[頁面]:
┌────────

維新派不但把社會學作為變革的理論依據,而且還用社會學的理論培育人才。康有為早在1891年就將“群學”列入萬木草堂的教學大綱中。嚴復曾指出《群學肄言》與《大學》、《中庸》有相通之處,並把社會學作為教育的基礎課程。
傳入的主要途徑與活動 社會學傳入中國,主要通過外派留學生、外國學者來華講學、國人辦學等多種途徑。中國留學生主要被派往歐美和日本,其中以留日生最多。1905年以後派出及自費留日學生每年竟達1萬~1.5萬人之多,留學生中學習師範、法政、經濟者居多。19世紀末,日本的一般學校均已開設社會學課,尤其在法政學校和師範學校更為普遍,留學生中有不少人學過社會學。這些留學生回國後成為傳播社會學的先導,中國第一位講授社會學的教授康心孚就是學法政的留學生。留日學生翻譯了大量的日文書和講義,其中不少含有大量社會學的內容。早期社會學書籍多譯自日文,如1902年章太炎譯岸本能武太的《社會學》,同年另一日本學者有賀長雄的《族制進化論》的中譯本問世。1903年吳建常轉譯市川源三日文譯本(原為吉丁斯所著)《社會學提綱》,1911年歐陽鈞譯遠藤隆吉的《社會學》講義等。

└────────

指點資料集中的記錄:
┌────────

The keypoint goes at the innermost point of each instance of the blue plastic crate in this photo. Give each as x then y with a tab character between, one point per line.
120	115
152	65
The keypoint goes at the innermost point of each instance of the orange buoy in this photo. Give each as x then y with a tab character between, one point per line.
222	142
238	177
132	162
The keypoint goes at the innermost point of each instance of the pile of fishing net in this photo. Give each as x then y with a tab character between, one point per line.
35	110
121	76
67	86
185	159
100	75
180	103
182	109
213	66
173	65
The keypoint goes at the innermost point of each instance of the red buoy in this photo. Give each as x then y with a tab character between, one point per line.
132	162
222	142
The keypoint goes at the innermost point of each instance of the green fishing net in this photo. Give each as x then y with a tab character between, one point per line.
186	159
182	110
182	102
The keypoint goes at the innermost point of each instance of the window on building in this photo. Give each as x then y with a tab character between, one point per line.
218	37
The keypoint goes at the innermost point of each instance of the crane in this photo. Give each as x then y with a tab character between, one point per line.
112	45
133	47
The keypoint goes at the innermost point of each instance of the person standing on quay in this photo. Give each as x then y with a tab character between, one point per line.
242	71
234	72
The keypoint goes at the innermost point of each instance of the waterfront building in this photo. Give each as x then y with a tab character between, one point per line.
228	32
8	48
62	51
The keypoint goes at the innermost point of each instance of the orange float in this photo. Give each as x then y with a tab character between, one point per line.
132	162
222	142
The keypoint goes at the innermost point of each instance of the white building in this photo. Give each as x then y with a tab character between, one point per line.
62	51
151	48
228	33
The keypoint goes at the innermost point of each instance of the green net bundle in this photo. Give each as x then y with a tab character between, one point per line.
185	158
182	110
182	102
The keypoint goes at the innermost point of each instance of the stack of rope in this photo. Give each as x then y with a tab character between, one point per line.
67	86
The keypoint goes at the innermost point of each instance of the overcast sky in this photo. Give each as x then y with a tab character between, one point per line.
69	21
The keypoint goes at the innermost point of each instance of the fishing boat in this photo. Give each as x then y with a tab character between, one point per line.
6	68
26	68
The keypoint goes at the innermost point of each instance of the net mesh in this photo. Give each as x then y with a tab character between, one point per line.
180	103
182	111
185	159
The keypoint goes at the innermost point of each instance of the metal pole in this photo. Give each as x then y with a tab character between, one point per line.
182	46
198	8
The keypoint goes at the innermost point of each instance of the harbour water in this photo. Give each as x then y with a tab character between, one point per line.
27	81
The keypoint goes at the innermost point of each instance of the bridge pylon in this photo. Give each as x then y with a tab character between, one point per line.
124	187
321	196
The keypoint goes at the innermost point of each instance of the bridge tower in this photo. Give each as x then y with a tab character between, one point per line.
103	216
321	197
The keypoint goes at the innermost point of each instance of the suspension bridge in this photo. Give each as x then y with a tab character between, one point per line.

└────────

[任務與練習]:
1. 把頁面裡以「維新派不但把社會學」開頭的那段改寫成簡短的條列，主要事實都要保留。
2. 請把講社會學傳入中國的頁面接著寫下去，從最後一句之後開始。

[各題答案]:
1.
- 維新派把社會學當作變革的理論依據，也用社會學理論培育人才。
- 康有為在1891年把「群學」列入萬木草堂的教學大綱。
- 嚴復指出《群學肄言》與《大學》、《中庸》有相通之處，並把社會學作為教育的基礎課程。

2.
中國學生大批去歐美留學是1909年設立庚款獎學金之後。留美學生朱友漁較早主修社會學課程,1911年獲哥倫比亞大學社會學系哲學博士學位,其論文題目是《中國慈善事業》。回國後任上海聖約翰大學社會學教授。社會學家陶孟和早年留學英國倫敦經濟學院,1915年與梁宇臬合著《中國鄉村與城市生活》,從社會學角度對中國社會做了深刻的分析。他回國後任教於北京大學,並主持社會調查所和中央研究院社會科學研究所的工作。早期留學生中的許多人後來成為社會學界的先導。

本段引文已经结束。